*WHAT IS REQUIRED:*
Scan the listing for "tiled" and copy out each line that has it.

### DATA FOR REVIEW

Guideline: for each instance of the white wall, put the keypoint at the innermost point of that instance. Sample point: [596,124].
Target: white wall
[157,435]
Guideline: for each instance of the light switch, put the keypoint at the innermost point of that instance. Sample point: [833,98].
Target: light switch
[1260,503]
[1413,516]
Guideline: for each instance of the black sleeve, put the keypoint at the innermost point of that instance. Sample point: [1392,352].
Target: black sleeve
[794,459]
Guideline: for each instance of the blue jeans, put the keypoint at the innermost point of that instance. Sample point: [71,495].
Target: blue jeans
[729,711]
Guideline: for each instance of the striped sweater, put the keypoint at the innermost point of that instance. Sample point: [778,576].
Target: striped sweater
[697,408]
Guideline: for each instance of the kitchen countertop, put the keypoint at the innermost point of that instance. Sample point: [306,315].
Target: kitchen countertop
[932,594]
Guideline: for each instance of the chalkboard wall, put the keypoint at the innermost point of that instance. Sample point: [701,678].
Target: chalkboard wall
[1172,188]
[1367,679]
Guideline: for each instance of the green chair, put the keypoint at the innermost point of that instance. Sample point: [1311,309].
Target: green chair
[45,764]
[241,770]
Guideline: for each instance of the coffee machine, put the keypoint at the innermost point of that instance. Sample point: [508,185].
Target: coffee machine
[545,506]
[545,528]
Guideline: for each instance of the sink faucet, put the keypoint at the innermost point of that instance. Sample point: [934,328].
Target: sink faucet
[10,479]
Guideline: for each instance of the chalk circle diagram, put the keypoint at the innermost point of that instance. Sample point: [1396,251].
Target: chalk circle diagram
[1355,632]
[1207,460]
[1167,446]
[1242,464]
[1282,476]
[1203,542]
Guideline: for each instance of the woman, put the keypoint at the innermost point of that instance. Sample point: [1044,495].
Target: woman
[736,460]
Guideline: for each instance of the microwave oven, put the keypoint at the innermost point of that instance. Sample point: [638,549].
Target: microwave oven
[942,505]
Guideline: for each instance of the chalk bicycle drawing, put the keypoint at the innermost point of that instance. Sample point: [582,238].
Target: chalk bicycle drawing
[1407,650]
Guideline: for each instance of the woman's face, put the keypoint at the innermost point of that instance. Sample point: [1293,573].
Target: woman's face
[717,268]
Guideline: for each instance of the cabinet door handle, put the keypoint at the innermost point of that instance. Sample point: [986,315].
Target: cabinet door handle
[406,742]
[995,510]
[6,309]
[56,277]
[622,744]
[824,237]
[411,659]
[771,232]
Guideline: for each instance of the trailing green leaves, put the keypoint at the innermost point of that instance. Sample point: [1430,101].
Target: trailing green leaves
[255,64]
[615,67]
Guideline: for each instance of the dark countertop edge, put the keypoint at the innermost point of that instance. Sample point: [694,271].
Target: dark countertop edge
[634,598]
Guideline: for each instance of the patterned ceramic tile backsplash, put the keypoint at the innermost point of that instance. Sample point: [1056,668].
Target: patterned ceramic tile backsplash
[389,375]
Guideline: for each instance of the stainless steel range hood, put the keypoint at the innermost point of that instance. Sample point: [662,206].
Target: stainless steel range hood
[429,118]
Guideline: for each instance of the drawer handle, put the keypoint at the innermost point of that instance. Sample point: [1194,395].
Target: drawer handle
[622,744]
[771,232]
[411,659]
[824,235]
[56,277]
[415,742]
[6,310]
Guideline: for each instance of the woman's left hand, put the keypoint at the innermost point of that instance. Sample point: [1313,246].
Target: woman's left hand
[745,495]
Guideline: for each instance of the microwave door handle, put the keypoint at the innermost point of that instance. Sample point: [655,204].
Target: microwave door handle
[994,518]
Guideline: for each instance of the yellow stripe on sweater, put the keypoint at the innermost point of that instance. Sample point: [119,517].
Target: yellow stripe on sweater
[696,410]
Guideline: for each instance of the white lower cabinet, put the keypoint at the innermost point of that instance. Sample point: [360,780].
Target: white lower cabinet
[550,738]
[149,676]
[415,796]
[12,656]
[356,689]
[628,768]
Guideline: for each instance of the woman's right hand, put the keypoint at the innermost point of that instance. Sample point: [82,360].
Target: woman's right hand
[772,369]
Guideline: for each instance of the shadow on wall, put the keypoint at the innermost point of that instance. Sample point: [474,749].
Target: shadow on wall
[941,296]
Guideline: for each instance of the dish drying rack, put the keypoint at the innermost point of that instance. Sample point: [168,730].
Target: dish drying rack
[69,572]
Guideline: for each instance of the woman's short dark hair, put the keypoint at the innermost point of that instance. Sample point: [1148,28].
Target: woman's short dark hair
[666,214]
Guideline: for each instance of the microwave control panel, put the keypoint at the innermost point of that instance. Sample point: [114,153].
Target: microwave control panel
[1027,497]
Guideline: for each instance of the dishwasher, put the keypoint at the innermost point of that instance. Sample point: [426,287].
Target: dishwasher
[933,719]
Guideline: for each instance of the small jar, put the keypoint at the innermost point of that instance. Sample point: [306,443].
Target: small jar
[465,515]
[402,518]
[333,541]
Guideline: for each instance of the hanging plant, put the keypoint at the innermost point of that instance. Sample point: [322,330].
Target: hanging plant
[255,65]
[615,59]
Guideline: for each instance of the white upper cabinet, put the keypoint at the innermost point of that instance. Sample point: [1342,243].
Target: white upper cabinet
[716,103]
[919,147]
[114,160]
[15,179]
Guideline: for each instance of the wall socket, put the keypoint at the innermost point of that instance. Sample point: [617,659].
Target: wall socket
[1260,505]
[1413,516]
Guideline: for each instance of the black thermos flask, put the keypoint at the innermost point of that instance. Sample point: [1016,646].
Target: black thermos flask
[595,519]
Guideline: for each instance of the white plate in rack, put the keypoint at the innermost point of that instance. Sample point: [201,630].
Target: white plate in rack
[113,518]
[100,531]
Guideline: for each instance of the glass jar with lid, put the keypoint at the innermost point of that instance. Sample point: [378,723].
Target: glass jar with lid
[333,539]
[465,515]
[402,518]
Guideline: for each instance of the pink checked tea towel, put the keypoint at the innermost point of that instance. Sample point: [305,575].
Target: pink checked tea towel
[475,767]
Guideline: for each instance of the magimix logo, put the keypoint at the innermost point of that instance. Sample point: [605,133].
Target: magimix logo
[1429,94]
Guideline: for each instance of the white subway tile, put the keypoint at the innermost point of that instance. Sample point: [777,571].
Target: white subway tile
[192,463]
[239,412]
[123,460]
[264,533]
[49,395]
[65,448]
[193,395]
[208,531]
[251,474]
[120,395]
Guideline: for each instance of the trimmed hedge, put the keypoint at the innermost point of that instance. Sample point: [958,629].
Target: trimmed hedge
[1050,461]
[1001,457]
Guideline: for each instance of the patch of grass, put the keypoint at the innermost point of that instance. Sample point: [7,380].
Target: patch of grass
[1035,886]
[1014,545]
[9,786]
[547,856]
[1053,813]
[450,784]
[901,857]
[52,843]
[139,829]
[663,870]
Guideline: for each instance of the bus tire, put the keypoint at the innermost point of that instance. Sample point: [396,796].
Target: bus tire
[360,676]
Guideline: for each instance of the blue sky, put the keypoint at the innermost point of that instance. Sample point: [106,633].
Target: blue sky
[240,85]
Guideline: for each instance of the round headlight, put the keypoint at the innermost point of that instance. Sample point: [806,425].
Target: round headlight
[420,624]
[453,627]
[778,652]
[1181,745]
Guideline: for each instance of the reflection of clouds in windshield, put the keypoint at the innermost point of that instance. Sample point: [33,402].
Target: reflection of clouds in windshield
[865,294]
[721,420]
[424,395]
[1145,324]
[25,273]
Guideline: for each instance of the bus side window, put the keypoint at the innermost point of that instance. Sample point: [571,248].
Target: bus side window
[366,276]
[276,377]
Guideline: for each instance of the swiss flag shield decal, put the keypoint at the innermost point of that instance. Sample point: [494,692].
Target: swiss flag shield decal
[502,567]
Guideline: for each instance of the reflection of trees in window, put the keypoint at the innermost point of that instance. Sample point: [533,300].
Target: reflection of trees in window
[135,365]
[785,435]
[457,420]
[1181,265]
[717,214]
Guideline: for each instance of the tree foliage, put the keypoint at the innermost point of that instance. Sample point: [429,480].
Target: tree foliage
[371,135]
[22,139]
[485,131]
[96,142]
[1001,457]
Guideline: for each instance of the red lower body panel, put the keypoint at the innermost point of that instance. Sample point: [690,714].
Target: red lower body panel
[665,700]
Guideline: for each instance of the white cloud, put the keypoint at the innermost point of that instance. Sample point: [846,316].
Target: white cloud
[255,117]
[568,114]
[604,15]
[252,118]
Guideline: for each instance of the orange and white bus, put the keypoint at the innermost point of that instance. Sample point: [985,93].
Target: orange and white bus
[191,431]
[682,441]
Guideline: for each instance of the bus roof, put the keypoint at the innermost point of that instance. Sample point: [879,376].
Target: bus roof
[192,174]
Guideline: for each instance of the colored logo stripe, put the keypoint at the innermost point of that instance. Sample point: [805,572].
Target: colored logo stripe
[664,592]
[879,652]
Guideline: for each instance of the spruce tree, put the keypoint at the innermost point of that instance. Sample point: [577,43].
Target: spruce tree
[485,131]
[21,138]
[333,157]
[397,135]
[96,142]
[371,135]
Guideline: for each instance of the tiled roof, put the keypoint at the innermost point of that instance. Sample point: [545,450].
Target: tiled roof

######

*EXPECTED ANSWER:*
Guideline: for each instance of the tiled roof, put the keypoint at the innermost point of that instance. Sample point: [545,450].
Target: tiled roof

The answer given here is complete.